* _ABOUT THIS EXERCISE_:
The lines below may contain the word "find". Please count those that do and give the number alone.

• • • • •

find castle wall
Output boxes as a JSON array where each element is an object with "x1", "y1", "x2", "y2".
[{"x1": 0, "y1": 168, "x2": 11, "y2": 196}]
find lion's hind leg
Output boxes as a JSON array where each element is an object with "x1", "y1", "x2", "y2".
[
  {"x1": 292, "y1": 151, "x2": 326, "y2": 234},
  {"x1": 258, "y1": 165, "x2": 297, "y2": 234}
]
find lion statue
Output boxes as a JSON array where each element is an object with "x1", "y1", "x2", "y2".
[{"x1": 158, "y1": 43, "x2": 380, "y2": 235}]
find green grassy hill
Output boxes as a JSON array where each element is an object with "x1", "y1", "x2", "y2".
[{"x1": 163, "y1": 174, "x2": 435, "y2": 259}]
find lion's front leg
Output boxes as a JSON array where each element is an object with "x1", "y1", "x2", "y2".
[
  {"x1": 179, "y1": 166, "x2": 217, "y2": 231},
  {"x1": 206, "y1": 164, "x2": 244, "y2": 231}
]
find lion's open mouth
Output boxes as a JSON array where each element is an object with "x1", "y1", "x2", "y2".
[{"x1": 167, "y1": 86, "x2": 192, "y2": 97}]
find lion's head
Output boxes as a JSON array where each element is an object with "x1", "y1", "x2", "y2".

• • • • •

* _SOLUTION TO THIS PROBLEM_:
7